## Page text
• • • • •

May 4, 2015 to May 21, 2015
Project Location: 
Daytona Beach, FL
Project Description: 
Embry-Riddle Aeronautical University Convective-Boundary Research Engaging Educational Experiences (ERAU C-BREESE)

Principle Investigators: Shawn Milrad and Chris Herbster
Where: Meteorology Program, Applied Aviation Sciences Department, Embry-Riddle Aeronautical University 
When: 4-21 May 2015
Facility: CSWR Doppler on Wheels (DOW)
ProposalERAU C-BREESE Proposal

 

 

Summary

Embry-Riddle Aeronautical University Convective-Boundary Research Engaging Educational Experiences (ERAU C-BREESE) was an 18-day Doppler-on-Wheels (DOW) deployment from the Center for Severe Weather Research (CSWR), funded by the National Science Foundation (NSF). ERAU C-BREESE ran from 4 – 21 May 2015 in central Florida; the project was organized and operated at ERAU by Principal Investigator (PI) Dr. Shawn Milrad, Dr. Chris Herbster (Associate Professor, Meteorology), and Robert Haley (Weather Systems Administrator, Meteorology). ERAU C-BREESE was offered as a “Summer A” (first summer term) 3-credit course aimed at ERAU Meteorology undergraduates. Eight ERAU students registered for the course (6 meteorology majors, 2 meteorology minors), with an additional 4-6 students auditing the course.

Figure 1: Google map of Central Florida with the pre-determined ERAU C-BREESE domain outlined by the purple box. Locations marked are: ERAU Daytona Beach campus (black star), Melbourne (MLB), Jacksonville (JAX), and Tampa Bay (TBW) WSR-88D NEXRAD radars (red stars), and the Orlando (MCO) Terminal Doppler Weather Radar (TDWR, blue star).

• • • • •

## Dataset excerpt
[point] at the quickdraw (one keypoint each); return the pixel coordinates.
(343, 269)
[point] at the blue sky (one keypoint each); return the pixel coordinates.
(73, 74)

• • • • •

## Challenge A
In the C-BREESE project text, which radar facility was used for the deployment?
## Challenge B
Put this sentence from the C-BREESE project text into Spanish: "ERAU C-BREESE was offered as a “Summer A” (first summer term) 3-credit course aimed at ERAU Meteorology undergraduates."
## Challenge C
Reproduce the stretch of the C-BREESE project text from "Principle Investigators: Shawn Milrad" through "on Wheels (DOW)".

## Task answer A
The CSWR Doppler on Wheels (DOW).

## Task answer B
ERAU C-BREESE se ofreció como un curso de 3 créditos de “Summer A” (primer período de verano) dirigido a los estudiantes de pregrado de Meteorología de ERAU.

## Task answer C
Principle Investigators: Shawn Milrad and Chris Herbster
Where: Meteorology Program, Applied Aviation Sciences Department, Embry-Riddle Aeronautical University 
When: 4-21 May 2015
Facility: CSWR Doppler on Wheels (DOW)